→ **TUGAS YANG DIKERJAKAN**
1. Kembalikan bagian teks tentang deflasi tanpa perubahan apa pun, dari "Dengan demikian makin" sampai "adalah tingkat Deflasi.".
2. Jawablah pertanyaan berikut berdasarkan teks tentang deflasi.
(a) Bagaimana pertumbuhan ekonomi didefinisikan?
(b) Indikator apa yang disebut selain pertumbuhan ekonomi dalam kaitannya dengan kesejahteraan masyarakat?
(c) Apa yang disebut sebagai salah satu pengaruh dari pertumbuhan ekonomi?

→ **KUTIPAN TEKS**
┌────────

“D
E F L A S I”
BAB
I
PENDAHULUAN
a. Latar Belakang
Pertumbuhan dan pembangunan ekonomi memiliki definisi yang berbeda, yaitu pertumbuhan ekonomi ialah
proses kenaikan output perkapita
yang terus menerus dalam jangka panjang. Pertumbuhan ekonomi tersebut merupakan salah satu indikator keberhasilan
pembangunan.
Dengan demikian makin tingginya pertumbuhan ekonomi biasanya makin tinggi pula kesejahteraan masyarakat, meskipun terdapat indikator yang lain yaitu distribusi pendapatan.
Sedangkan
pembangunan ekonomi ialah usaha meningkatkan pendapatan per kapita dengan
jalan mengolah kekuatan ekonomi potensial menjadi ekonomi riil melalui penanaman modal, penggunaan teknologi, penambahan pengetahuan, peningkatan ketrampilan,
penambahan kemampuan berorganisasi dan manajemen. Salah satu Pengaruh dari
pertumbuhan ekonomi adalah tingkat Deflasi.

└────────

→ **BARIS DATA**

┌────────

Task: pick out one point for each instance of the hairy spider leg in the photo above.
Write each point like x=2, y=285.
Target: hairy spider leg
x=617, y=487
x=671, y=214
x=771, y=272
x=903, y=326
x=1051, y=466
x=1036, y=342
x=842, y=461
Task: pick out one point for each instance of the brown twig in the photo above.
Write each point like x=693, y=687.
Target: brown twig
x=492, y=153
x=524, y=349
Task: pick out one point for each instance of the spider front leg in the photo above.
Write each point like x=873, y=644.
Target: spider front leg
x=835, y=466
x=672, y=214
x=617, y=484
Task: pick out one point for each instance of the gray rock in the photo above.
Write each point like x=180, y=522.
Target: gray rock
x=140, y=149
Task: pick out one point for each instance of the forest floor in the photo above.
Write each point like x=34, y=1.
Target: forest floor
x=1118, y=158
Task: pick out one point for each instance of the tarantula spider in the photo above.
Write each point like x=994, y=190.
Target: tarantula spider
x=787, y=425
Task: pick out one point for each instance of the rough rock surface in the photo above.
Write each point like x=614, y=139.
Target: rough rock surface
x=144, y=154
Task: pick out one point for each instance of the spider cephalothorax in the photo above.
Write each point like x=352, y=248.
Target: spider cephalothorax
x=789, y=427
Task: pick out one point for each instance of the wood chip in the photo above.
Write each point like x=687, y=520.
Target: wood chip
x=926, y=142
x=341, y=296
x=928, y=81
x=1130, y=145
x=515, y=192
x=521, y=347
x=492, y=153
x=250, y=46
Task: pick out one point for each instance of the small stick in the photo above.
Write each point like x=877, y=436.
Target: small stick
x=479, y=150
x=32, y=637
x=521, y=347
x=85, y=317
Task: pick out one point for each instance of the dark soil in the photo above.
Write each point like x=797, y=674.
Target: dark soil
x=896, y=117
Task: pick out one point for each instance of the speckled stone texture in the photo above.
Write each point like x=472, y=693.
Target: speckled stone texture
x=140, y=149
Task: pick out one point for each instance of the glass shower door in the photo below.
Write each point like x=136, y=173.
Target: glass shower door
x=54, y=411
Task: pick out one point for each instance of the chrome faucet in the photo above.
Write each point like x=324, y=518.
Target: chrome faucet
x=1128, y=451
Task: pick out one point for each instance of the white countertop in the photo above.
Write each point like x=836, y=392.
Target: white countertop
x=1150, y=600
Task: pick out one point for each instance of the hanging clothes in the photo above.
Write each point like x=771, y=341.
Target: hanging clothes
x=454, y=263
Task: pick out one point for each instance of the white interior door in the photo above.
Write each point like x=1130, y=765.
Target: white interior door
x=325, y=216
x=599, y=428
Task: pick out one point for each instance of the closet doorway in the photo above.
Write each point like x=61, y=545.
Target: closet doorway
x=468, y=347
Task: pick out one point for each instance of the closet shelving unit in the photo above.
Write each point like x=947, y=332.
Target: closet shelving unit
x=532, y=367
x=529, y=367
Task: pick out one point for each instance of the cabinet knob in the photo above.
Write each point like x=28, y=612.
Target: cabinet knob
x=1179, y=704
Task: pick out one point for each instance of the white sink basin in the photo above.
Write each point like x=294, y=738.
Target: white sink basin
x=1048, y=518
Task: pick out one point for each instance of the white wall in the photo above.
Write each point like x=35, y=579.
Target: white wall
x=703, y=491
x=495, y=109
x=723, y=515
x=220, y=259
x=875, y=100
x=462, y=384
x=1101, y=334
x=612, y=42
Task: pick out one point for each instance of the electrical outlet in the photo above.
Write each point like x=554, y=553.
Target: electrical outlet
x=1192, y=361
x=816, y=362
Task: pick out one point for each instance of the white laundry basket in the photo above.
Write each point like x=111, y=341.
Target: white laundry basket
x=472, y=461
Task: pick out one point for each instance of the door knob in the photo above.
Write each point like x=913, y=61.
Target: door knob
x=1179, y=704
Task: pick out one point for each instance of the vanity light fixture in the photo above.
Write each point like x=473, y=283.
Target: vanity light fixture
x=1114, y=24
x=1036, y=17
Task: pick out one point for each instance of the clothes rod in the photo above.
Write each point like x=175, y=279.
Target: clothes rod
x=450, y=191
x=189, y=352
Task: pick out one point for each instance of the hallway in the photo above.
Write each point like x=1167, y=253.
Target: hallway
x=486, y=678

└────────

→ **JAWABAN PER TUGAS**
1.
Dengan demikian makin tingginya pertumbuhan ekonomi biasanya makin tinggi pula kesejahteraan masyarakat, meskipun terdapat indikator yang lain yaitu distribusi pendapatan.
Sedangkan
pembangunan ekonomi ialah usaha meningkatkan pendapatan per kapita dengan
jalan mengolah kekuatan ekonomi potensial menjadi ekonomi riil melalui penanaman modal, penggunaan teknologi, penambahan pengetahuan, peningkatan ketrampilan,
penambahan kemampuan berorganisasi dan manajemen. Salah satu Pengaruh dari
pertumbuhan ekonomi adalah tingkat Deflasi.

2.
(a) Proses kenaikan output per kapita yang terus-menerus dalam jangka panjang.
(b) Distribusi pendapatan.
(c) Tingkat deflasi.